SELECTED PASSAGE:
You compare hierarchies using degree, clustering, or raw cycle counts and miss the fact that cycle position in the ordering is what changes function.

### 2. Acyclic-Means-No-Cycles Confusion

You assume DAGs cannot contain meaningful cyclic organization. That collapses ordering constraints into topology and hides the very structure you are trying to study.

### 3. Shortcut/Diamond Conflation

You treat every alternative path as resilience. Some are eliminable shortcuts; others are genuinely informative parallel routes.

### 4. Ignoring Antichains

You describe hierarchy in terms of "layers" without checking incomparability structure. That loses the distinction between integration across levels and parallelism within a level.

### 5. Over-Reading the Model

You let the graph representation stand in for the full system, forgetting temporal dynamics, stochasticity, incentives, or external interventions that are outside the graph.

## Worked Examples

### Example 1: Workflow DAG with Apparent Redundancy

A multi-agent workflow graph looks over-connected. Using the substrate-plus-metadata lens shows that some extra edges are transitively reducible shortcuts, while a smaller set forms diamonds that preserve alternative recovery routes when one branch stalls. The redesign should prune shortcuts without destroying resilience.

### Example 2: Citation Network vs. Genealogy

Two hierarchical networks have similar size and edge density. Raw graph metrics say they are close; cycle analysis shows one concentrates mixer structures high in the hierarchy while the other mostly has local diamonds. The first is integration-heavy, the second is redundancy-heavy, which explains different diffusion behavior.

## Quality Gates

- The ordering constraint has been named explicitly.

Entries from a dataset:
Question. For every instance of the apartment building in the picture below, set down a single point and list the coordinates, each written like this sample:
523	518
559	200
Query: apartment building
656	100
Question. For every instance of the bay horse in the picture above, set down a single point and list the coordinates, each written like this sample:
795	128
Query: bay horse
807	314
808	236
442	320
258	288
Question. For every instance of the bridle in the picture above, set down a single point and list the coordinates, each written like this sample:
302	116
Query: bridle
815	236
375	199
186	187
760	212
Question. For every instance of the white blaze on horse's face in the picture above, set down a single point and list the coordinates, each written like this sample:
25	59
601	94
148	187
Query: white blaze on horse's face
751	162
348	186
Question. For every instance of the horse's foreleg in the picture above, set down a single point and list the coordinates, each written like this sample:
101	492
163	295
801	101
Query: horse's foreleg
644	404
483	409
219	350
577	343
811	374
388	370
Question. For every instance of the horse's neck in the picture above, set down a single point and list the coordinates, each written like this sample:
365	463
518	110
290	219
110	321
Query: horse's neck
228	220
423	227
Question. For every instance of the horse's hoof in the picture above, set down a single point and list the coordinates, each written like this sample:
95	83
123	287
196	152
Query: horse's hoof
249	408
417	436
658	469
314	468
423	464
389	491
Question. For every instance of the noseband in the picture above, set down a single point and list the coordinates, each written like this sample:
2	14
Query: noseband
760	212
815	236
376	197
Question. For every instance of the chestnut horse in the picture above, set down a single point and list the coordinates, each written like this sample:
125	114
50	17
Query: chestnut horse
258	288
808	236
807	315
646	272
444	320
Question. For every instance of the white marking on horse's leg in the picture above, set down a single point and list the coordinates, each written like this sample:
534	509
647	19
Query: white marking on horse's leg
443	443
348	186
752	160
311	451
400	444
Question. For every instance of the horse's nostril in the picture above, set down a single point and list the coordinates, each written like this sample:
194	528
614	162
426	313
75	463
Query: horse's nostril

TASKS TO CARRY OUT:
1. Output the passage on analyzing DAG hierarchies, starting with "### 2. Acyclic-Means-No-Cycles" and going on through "informative parallel routes.".
2. In the passage on analyzing DAG hierarchies, what should the redesign of the over-connected workflow graph do?
3. Continue the passage on analyzing DAG hierarchies from where it stops.
The entries have no role here.

ANSWERS FOR THE TASKS:
1.
### 2. Acyclic-Means-No-Cycles Confusion

You assume DAGs cannot contain meaningful cyclic organization. That collapses ordering constraints into topology and hides the very structure you are trying to study.

### 3. Shortcut/Diamond Conflation

You treat every alternative path as resilience. Some are eliminable shortcuts; others are genuinely informative parallel routes.

2. It should prune shortcuts without destroying resilience.

3.
- The analysis separates substrate topology from directional metadata.
- Cycle classes are interpreted, not merely counted.
- Transitive reduction is used as an analytical move, not assumed to be a design goal.
- Conclusions combine structural metrics with domain meaning.

## Reference Documentation

| File | Load when... |
| --- | --- |
| `references/when-does-dag-analysis-apply.md` | You need to check the boundary conditions before using this framework. |
| `references/dag-decomposition-for-hierarchical-reasoning.md` | You want the formal decomposition between substrate and ordering metadata. |
| `references/four-cycle-classes-information-processing.md` | You need the complete taxonomy and information-role interpretation of each cycle class. |
| `references/transitive-reduction-information-minimization.md` | You are deciding whether transitive reduction clarifies or oversimplifies the hierarchy. |
| `references/antichains-and-hierarchical-coordinates.md` | You need the antichain view for positioning cycles inside the hierarchy. |
| `references/metadata-localizes-topology.md` | Similar topologies behave differently and you need the metadata story. |

## Anti-Patterns

- Saying "DAG" when you really mean "therefore no meaningful cyclic organization."
- Using only topology and then claiming to explain function.
- Counting cycles without classifying their informational role.
- Assuming transitive reduction is always an improvement rather than a lens.
- Forgetting that graphs abstract away many system dynamics.

## Shibboleths

You have internalized this skill if you naturally ask:
- "What is the ordering constraint here?"
- "Is this a shortcut, a diamond, or a mixer?"
- "What survives transitive reduction, and what was only clutter?"
- "Where in the hierarchy do these cycles sit, not just how many are there?"